Tugas yang Dikerjakan ->
(A) Ringkaslah paragraf kutipan pilihan yang diawali "Pada tahun 332 SM, jenderal Yunani" menjadi dua kalimat tanpa menghilangkan fakta utamanya.
(B) Menurut kutipan pilihan, mengapa terjemahan Kitab-Kitab Ibrani dalam bahasa Yunani yang disebut Septuaginta mulai dibuat? Jelaskan dalam satu sampai tiga kalimat.
(C) Kembalikan bagian kutipan pilihan tanpa perubahan apa pun, mulai dari kata-kata yang memuat "Muncul dengan Jubah" dan berhenti setelah "hasil yang mengejutkan.".

═══ Kutipan Pilihan

Muncul dengan Jubah Yunani

16
Pada abad keempat SM, masyarakat Yahudi berada dalam keadaan yang tidak stabil sehingga diombang-ambingkan oleh gelombang kebudayaan non-Yahudi yang melanda daerah Laut Tengah dan sekitarnya. Banjir kebudayaan itu berasal dari Yunani, dan muncullah Yudaisme dengan penampilan barunya yang Helenistik (berbau Yunani).

17
Pada tahun 332 SM, jenderal Yunani Aleksander Agung dengan secepat kilat menaklukkan Timur Tengah dan disambut oleh orang Yahudi setibanya di Yerusalem. Para pengganti Aleksander meneruskan rencana Helenisasinya, sehingga seluruh wilayah imperium itu dipenuhi dengan bahasa, kebudayaan, dan filsafat Yunani. Akibatnya, kebudayaan Yunani dan Yahudi bercampur dengan hasil yang mengejutkan.

18
Orang Yahudi Diaspora tidak lagi menggunakan bahasa Ibrani tetapi bahasa Yunani. Jadi, menjelang permulaan abad ketiga SM, terjemahan pertama Kitab-Kitab Ibrani dalam bahasa Yunani, yang disebut Septuaginta, mulai dibuat sehingga banyak orang non-Yahudi mulai menghormati dan mengenal agama Yahudi, bahkan ada yang mulai menganutnya. Sebaliknya, orang Yahudi menjadi terbiasa dengan pemikiran Yunani dan bahkan ada yang menjadi filsuf, sesuatu yang sama sekali baru bagi orang Yahudi. Contohnya adalah Filo asal Aleksandria dari abad pertama M, yang berupaya menerangkan Yudaisme menurut filsafat Yunani, seolah-olah keduanya menyatakan kebenaran-kebenaran dasar yang sama.

19
Ketika meringkaskan masa pertukaran kebudayaan Yunani dan Yahudi ini, penulis Yahudi Max Dimont berkata, ”Diperkaya dengan pemikiran Plato, logika Aristoteles, dan ilmu pengetahuan Euklides, para pakar Yahudi mulai menelaah Taurat dengan alat-alat baru. . . . Kemudian, mereka menambahkan penalaran Yunani pada apa yang disingkapkan Allah kepada orang Yahudi.” Peristiwa-peristiwa yang akan terjadi di bawah pemerintahan Romawi, yang mengambil alih Imperium Yunani dan kemudian Yerusalem pada tahun 63 SM, membuka jalan bagi perubahan-perubahan yang bahkan lebih penting.

══════
═══ Data Tersimpan

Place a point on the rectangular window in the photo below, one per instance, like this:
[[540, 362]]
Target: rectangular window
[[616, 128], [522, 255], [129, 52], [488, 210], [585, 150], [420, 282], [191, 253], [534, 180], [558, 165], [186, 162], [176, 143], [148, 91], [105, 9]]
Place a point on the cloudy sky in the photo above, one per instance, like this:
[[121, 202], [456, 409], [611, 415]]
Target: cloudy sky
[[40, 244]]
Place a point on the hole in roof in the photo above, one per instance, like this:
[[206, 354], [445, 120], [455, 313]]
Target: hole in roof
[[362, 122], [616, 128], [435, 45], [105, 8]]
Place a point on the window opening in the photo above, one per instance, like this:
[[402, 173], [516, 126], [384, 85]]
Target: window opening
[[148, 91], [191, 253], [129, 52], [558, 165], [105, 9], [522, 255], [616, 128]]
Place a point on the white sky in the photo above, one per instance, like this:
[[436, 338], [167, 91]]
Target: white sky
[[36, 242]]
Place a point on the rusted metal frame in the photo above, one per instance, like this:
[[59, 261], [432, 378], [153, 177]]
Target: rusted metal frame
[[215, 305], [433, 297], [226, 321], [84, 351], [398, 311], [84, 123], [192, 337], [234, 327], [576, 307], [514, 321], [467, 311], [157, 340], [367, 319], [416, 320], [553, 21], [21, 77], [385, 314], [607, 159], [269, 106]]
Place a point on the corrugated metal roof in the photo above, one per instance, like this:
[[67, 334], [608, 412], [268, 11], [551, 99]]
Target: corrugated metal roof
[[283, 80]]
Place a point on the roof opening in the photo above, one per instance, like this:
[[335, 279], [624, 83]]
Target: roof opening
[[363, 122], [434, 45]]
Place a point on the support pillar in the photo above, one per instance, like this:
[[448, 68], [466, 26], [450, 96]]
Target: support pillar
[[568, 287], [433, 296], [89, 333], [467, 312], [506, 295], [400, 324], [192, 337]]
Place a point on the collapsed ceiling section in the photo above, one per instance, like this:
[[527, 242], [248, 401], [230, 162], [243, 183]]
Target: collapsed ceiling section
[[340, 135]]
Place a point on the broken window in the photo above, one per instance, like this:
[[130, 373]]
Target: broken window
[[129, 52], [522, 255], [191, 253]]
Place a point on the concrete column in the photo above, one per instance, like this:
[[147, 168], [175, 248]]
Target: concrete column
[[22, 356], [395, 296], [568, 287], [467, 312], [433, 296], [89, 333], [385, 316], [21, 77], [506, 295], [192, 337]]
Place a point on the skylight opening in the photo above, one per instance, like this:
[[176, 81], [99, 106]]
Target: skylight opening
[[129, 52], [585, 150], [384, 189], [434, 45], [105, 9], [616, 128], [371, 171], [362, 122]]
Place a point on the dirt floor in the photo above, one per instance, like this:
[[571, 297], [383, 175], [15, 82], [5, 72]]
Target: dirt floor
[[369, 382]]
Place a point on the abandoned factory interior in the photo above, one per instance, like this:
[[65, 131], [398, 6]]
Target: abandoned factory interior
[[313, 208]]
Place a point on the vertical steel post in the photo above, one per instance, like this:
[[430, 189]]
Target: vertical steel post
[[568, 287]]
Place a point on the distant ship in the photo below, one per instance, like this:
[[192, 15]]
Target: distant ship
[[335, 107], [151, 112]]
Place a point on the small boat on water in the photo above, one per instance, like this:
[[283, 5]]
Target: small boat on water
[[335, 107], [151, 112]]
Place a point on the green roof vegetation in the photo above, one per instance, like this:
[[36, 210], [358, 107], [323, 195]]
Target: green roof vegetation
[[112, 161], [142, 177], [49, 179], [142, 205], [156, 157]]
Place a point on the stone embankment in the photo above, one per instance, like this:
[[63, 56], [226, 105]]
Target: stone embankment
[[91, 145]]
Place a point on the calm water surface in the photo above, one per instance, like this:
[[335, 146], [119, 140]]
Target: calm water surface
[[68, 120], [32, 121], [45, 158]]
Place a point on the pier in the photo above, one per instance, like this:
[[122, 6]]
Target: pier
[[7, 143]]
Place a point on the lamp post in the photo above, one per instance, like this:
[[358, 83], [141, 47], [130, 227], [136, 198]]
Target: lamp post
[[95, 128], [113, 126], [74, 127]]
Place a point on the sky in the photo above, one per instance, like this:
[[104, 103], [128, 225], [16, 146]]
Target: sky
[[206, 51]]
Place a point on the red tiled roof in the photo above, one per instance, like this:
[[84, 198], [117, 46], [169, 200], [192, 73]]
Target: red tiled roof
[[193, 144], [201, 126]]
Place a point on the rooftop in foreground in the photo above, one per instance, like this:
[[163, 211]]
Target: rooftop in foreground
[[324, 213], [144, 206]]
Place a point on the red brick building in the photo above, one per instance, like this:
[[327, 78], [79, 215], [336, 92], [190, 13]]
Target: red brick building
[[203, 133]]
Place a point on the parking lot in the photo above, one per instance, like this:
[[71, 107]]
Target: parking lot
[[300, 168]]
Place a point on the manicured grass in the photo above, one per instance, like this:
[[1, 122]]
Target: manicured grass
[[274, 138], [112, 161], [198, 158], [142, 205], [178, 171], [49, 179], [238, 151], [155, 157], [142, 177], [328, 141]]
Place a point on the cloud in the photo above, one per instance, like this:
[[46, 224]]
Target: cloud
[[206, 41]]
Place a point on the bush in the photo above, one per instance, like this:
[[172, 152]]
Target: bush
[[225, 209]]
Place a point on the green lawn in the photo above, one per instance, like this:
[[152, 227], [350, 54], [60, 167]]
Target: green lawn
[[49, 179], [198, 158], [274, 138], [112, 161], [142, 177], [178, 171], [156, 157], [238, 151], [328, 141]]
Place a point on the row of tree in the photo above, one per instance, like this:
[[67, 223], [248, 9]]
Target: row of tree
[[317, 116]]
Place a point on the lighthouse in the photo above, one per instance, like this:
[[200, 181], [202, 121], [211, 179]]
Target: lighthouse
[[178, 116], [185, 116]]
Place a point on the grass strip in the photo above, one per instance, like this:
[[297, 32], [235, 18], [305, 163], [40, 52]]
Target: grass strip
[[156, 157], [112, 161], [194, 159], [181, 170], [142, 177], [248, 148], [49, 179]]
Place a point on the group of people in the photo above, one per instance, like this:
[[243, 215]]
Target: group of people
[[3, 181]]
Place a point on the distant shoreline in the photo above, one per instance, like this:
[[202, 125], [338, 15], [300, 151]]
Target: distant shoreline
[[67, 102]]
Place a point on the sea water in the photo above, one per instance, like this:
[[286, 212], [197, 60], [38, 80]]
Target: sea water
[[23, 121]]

══════
═══ Data Tersimpan

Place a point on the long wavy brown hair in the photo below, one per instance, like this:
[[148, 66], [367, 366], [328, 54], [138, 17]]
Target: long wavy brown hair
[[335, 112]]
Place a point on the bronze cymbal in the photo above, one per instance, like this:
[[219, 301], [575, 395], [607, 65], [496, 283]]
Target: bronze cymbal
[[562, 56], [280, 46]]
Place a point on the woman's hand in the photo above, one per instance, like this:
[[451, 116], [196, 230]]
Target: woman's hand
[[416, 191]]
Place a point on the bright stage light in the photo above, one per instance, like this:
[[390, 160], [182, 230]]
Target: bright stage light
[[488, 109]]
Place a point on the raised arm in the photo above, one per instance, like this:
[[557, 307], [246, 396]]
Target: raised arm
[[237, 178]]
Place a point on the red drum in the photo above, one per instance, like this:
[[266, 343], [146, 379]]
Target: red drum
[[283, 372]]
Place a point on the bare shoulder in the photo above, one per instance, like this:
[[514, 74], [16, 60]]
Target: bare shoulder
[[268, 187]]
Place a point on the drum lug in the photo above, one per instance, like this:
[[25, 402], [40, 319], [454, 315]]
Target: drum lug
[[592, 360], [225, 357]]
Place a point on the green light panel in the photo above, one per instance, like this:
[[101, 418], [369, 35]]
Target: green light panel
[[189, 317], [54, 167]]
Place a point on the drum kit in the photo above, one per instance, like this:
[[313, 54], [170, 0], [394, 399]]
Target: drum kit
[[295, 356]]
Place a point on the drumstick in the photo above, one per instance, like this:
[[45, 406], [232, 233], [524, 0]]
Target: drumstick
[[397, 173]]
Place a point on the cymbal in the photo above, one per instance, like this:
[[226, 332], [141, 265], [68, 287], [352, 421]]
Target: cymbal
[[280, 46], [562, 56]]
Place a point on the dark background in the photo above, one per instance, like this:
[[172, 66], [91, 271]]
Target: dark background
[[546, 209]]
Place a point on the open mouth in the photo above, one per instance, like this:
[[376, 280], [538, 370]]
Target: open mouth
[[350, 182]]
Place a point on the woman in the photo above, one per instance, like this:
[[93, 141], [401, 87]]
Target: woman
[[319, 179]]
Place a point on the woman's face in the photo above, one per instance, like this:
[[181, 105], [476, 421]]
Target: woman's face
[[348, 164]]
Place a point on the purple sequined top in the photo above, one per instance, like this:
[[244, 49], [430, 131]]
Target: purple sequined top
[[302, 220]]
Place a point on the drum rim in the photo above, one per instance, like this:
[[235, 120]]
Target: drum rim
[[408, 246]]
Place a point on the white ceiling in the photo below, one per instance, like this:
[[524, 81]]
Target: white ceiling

══════
═══ Data Tersimpan

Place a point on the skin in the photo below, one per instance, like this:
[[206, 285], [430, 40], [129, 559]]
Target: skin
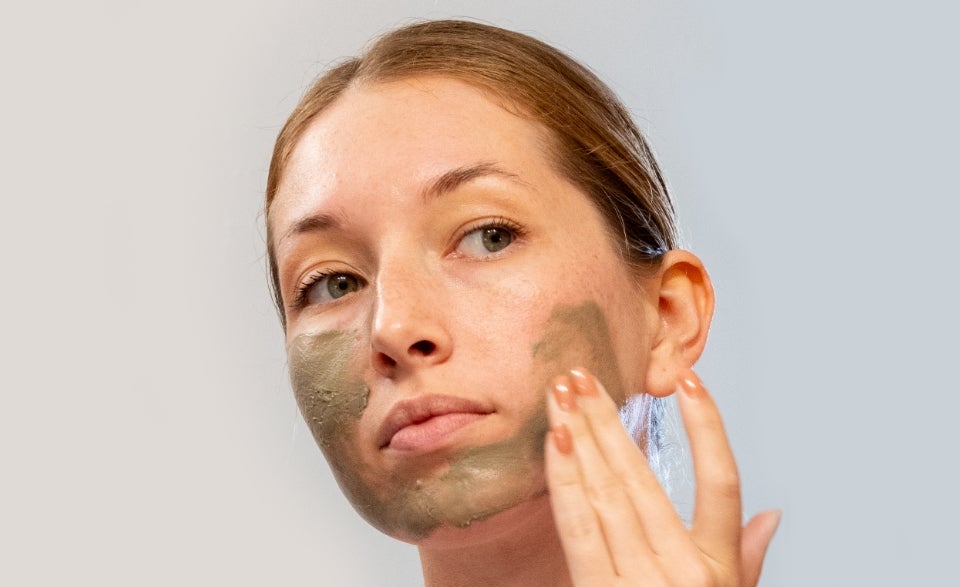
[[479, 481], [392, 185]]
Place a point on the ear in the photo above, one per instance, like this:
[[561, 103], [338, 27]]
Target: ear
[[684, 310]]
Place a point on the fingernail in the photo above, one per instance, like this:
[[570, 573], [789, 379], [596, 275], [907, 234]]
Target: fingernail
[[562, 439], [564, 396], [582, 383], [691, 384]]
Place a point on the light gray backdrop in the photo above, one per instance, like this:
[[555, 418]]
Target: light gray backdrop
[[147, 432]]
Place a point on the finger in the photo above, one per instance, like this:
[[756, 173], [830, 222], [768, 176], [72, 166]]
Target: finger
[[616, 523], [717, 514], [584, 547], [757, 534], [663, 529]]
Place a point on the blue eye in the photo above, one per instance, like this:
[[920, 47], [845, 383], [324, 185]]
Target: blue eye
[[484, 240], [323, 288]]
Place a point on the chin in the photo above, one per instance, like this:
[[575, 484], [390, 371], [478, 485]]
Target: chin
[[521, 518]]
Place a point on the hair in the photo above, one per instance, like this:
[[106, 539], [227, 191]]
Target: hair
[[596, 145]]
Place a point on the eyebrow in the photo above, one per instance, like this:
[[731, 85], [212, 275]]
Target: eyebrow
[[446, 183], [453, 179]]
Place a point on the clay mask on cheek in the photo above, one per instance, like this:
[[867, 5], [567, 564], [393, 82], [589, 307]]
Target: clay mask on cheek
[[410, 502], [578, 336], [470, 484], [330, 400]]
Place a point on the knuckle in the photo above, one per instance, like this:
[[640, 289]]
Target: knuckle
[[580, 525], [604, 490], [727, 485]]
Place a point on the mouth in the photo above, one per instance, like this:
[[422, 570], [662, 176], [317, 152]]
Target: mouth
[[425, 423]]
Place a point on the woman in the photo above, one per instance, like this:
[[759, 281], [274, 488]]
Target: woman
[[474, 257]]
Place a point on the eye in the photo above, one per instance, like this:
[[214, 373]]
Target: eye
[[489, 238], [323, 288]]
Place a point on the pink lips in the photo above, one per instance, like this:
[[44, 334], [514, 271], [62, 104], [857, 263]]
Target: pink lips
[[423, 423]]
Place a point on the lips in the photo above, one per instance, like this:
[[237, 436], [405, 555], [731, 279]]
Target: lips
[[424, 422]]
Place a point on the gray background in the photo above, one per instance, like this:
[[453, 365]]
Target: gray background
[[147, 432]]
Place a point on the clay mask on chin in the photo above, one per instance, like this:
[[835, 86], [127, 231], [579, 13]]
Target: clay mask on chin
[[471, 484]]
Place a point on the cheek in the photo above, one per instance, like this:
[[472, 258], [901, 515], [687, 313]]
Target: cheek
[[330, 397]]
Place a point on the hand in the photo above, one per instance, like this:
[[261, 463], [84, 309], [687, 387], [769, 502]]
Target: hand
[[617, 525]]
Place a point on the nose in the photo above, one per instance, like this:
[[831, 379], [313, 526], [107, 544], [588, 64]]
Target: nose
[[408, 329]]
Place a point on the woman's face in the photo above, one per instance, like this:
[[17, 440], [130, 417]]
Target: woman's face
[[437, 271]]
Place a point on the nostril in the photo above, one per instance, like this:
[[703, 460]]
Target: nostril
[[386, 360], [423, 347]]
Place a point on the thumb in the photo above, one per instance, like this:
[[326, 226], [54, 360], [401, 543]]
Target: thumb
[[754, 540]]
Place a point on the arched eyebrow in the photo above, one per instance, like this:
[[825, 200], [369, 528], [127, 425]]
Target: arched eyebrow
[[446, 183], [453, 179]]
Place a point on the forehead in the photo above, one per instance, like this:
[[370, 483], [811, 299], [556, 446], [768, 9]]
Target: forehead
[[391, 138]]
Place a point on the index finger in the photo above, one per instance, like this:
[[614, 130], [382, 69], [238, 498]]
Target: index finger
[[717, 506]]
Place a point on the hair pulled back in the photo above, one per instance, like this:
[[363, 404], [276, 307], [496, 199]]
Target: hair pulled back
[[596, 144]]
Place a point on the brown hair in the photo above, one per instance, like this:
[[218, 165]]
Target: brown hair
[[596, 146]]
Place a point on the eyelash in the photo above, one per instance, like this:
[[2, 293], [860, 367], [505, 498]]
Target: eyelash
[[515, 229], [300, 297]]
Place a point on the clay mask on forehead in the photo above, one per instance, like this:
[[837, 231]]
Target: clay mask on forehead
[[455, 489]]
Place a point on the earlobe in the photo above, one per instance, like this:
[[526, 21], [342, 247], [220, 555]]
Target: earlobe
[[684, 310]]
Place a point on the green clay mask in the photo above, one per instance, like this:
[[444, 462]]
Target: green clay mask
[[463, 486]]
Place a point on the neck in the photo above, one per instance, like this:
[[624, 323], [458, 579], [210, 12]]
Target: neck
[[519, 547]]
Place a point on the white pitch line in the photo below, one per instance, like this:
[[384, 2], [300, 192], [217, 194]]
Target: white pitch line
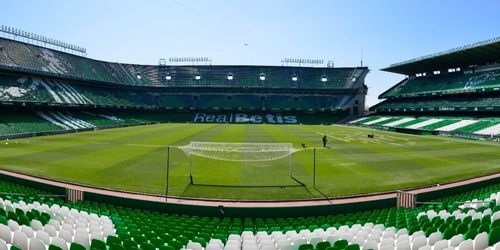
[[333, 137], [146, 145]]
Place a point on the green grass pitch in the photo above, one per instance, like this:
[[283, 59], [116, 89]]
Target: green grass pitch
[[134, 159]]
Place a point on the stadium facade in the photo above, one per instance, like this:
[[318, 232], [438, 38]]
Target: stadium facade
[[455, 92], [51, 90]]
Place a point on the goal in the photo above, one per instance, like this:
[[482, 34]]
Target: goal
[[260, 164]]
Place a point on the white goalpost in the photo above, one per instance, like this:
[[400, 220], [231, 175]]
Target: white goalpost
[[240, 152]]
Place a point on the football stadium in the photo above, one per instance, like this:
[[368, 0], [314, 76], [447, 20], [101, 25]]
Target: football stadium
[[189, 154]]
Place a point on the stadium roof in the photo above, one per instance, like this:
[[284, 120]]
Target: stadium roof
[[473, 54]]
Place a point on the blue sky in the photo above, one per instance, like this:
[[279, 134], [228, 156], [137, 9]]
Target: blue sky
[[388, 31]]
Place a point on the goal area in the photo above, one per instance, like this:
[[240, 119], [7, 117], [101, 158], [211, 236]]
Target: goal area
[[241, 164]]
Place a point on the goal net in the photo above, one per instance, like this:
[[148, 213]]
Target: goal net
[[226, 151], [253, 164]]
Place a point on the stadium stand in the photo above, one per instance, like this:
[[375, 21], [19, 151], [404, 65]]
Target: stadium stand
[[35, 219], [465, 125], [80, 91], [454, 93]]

══════

Jawaban Latihan ->
(A) Pada tahun 332 SM, Aleksander Agung dengan cepat menaklukkan Timur Tengah dan disambut orang Yahudi di Yerusalem. Para penggantinya melanjutkan Helenisasi sehingga bahasa, kebudayaan, dan filsafat Yunani memenuhi seluruh imperium, dan akibatnya kebudayaan Yunani dan Yahudi bercampur dengan hasil yang mengejutkan.

(B) Septuaginta mulai dibuat karena orang Yahudi Diaspora tidak lagi menggunakan bahasa Ibrani. Mereka menggunakan bahasa Yunani, sehingga pada permulaan abad ketiga SM dibuatlah terjemahan pertama Kitab-Kitab Ibrani dalam bahasa itu.

(C)
Muncul dengan Jubah Yunani

16
Pada abad keempat SM, masyarakat Yahudi berada dalam keadaan yang tidak stabil sehingga diombang-ambingkan oleh gelombang kebudayaan non-Yahudi yang melanda daerah Laut Tengah dan sekitarnya. Banjir kebudayaan itu berasal dari Yunani, dan muncullah Yudaisme dengan penampilan barunya yang Helenistik (berbau Yunani).

17
Pada tahun 332 SM, jenderal Yunani Aleksander Agung dengan secepat kilat menaklukkan Timur Tengah dan disambut oleh orang Yahudi setibanya di Yerusalem. Para pengganti Aleksander meneruskan rencana Helenisasinya, sehingga seluruh wilayah imperium itu dipenuhi dengan bahasa, kebudayaan, dan filsafat Yunani. Akibatnya, kebudayaan Yunani dan Yahudi bercampur dengan hasil yang mengejutkan.